● **PROBLEM REQUIREMENTS**
Format the items as a numbered list with blank lines dropped, beginning at the first line of the items and ending after the line that contains "xmin=60 ymin=147 xmax=218 ymax=327".

● **DATA ROWS**
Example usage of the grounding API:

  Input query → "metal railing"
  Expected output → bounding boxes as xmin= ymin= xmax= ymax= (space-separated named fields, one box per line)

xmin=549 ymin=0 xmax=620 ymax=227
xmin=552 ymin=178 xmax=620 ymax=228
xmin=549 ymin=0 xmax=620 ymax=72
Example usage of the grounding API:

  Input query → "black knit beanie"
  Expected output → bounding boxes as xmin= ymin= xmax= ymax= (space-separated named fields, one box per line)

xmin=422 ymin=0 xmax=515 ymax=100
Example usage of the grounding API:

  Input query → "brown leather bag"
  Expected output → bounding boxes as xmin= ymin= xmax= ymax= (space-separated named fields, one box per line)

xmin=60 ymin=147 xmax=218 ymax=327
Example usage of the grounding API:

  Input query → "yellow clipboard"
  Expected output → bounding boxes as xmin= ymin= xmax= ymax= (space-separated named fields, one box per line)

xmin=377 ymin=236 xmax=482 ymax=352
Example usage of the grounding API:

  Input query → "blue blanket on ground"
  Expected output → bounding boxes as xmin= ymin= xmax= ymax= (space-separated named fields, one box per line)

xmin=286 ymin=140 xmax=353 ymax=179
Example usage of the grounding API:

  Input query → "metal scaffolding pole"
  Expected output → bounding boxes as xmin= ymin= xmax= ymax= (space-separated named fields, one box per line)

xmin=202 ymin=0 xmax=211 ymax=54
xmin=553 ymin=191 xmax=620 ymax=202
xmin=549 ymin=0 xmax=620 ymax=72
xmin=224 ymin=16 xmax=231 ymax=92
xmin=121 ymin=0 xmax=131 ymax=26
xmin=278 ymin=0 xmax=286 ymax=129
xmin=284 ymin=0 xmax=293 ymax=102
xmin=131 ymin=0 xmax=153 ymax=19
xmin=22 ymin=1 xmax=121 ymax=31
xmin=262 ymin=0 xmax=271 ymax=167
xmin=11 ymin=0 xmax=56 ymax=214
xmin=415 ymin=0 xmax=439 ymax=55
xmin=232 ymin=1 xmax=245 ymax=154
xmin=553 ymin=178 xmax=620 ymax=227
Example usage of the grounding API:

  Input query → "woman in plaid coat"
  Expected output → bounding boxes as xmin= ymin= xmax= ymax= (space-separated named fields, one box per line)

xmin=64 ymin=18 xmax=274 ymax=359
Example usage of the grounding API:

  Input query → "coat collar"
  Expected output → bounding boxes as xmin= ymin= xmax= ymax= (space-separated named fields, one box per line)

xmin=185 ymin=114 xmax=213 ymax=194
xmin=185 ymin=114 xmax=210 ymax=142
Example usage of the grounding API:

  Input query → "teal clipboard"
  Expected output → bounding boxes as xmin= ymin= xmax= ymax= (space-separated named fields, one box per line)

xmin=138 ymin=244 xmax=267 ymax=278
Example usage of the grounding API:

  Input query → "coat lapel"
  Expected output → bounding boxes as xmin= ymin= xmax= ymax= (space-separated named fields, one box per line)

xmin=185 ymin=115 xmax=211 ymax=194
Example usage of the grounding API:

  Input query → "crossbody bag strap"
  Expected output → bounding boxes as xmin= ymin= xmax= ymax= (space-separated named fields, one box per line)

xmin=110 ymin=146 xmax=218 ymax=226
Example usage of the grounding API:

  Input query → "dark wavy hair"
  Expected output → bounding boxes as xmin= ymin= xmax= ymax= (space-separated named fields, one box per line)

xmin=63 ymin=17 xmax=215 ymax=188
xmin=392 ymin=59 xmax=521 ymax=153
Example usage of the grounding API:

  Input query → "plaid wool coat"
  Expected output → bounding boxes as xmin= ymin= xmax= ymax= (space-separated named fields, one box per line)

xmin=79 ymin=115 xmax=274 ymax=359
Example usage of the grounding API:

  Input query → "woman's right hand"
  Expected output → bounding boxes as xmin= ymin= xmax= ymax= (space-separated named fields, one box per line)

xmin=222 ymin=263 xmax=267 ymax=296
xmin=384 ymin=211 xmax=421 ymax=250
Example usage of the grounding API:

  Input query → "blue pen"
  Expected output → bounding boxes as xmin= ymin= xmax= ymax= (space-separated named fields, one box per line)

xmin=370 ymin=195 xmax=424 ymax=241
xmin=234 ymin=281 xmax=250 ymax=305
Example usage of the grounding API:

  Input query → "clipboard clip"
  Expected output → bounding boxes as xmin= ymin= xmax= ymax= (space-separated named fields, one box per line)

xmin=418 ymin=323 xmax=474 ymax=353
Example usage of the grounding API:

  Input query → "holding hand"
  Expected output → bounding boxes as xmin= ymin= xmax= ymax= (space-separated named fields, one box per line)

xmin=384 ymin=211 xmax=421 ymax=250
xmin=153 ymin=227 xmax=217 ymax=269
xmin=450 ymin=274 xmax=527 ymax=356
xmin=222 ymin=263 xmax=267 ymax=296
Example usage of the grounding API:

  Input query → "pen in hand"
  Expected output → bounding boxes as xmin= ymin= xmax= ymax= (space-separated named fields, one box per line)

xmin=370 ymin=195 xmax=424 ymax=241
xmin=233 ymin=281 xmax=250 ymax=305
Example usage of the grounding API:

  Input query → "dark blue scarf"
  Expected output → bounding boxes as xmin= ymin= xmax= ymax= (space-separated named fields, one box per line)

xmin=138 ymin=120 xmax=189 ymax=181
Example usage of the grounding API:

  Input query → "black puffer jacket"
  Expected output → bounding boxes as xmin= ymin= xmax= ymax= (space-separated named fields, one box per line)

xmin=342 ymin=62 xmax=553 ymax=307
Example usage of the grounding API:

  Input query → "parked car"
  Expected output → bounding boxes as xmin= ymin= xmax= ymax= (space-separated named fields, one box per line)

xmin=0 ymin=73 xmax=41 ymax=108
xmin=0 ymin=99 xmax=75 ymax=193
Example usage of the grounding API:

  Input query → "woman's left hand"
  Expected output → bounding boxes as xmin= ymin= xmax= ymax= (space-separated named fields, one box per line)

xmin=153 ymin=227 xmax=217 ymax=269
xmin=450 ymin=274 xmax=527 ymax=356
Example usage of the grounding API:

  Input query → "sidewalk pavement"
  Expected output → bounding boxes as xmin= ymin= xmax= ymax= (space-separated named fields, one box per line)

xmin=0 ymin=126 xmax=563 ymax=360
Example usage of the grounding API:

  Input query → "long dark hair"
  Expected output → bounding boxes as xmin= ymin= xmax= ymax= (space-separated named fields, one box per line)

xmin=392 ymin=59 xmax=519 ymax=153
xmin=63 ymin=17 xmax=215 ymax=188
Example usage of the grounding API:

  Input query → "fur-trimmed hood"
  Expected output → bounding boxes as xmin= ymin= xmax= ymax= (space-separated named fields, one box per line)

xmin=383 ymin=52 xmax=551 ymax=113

● **WRITTEN SOLUTION**
1. Example usage of the grounding API:
2.   Input query → "metal railing"
3.   Expected output → bounding boxes as xmin= ymin= xmax= ymax= (space-separated named fields, one box per line)
4. xmin=549 ymin=0 xmax=620 ymax=227
5. xmin=552 ymin=178 xmax=620 ymax=228
6. xmin=549 ymin=0 xmax=620 ymax=72
7. Example usage of the grounding API:
8.   Input query → "black knit beanie"
9.   Expected output → bounding boxes as xmin= ymin= xmax= ymax= (space-separated named fields, one box per line)
10. xmin=422 ymin=0 xmax=515 ymax=100
11. Example usage of the grounding API:
12.   Input query → "brown leather bag"
13.   Expected output → bounding boxes as xmin= ymin= xmax= ymax= (space-separated named fields, one box per line)
14. xmin=60 ymin=147 xmax=218 ymax=327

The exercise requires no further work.